* TASK
Type out the records that follow, exactly as given.

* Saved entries
┌──

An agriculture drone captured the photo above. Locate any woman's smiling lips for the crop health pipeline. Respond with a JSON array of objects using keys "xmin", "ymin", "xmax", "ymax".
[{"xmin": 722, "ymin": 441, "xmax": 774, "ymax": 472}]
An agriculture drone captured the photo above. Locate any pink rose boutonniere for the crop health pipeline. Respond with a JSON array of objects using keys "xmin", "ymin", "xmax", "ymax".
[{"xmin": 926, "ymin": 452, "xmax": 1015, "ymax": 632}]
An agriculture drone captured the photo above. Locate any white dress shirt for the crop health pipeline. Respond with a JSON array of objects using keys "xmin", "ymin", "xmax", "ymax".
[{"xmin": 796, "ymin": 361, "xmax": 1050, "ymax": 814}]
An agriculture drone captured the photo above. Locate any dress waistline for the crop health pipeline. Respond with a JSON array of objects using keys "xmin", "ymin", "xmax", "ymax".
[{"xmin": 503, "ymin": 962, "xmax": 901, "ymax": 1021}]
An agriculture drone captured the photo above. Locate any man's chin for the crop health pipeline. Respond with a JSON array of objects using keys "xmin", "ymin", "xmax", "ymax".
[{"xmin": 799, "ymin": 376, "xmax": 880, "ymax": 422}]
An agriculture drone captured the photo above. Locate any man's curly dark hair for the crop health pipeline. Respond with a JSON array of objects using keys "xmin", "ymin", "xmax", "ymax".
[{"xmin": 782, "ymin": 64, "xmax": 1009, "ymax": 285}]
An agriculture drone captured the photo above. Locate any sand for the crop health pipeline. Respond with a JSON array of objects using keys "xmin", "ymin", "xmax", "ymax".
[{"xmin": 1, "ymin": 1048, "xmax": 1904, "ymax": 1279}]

└──

* ANSWER BOX
An agriculture drone captured the photo above. Locate any woman's smiling lips for the crop health pipeline. Respond with a JSON array of objects using keys "xmin", "ymin", "xmax", "ymax".
[{"xmin": 722, "ymin": 441, "xmax": 774, "ymax": 472}]
An agriculture drone captured the photo above. Locate any pink rose boutonniere for the crop health pipeline. Respond with a JSON array of objects using keys "xmin", "ymin", "xmax", "ymax".
[{"xmin": 926, "ymin": 452, "xmax": 1015, "ymax": 632}]
An agriculture drone captured the photo above. Locate any white dress shirt for the crop health pipeline. Respond with a JSON array of objects using keys "xmin", "ymin", "xmax", "ymax".
[{"xmin": 796, "ymin": 361, "xmax": 1050, "ymax": 814}]
An agriculture drone captured the photo above. Locate any dress waistline for the crop health pipeline. Respond with a JSON array of objects using keys "xmin", "ymin", "xmax", "ymax".
[{"xmin": 503, "ymin": 962, "xmax": 901, "ymax": 1021}]
An agriculture drone captured the photo above. Locate any man's chin for the crop health pipeline. Respond with a JSON array of objects using keys "xmin", "ymin", "xmax", "ymax".
[{"xmin": 799, "ymin": 376, "xmax": 880, "ymax": 422}]
An agriculture drone captured the photo above. Locate any man's curly dark hair for the crop health pipeline. Respond with a JSON array of objects using keys "xmin", "ymin", "xmax", "ymax".
[{"xmin": 782, "ymin": 64, "xmax": 1009, "ymax": 285}]
An agriculture drone captured the photo above. Locate any sand for the crop health pipeline. Respond with a JSON array of objects using keys "xmin", "ymin", "xmax", "ymax".
[{"xmin": 1, "ymin": 1048, "xmax": 1904, "ymax": 1279}]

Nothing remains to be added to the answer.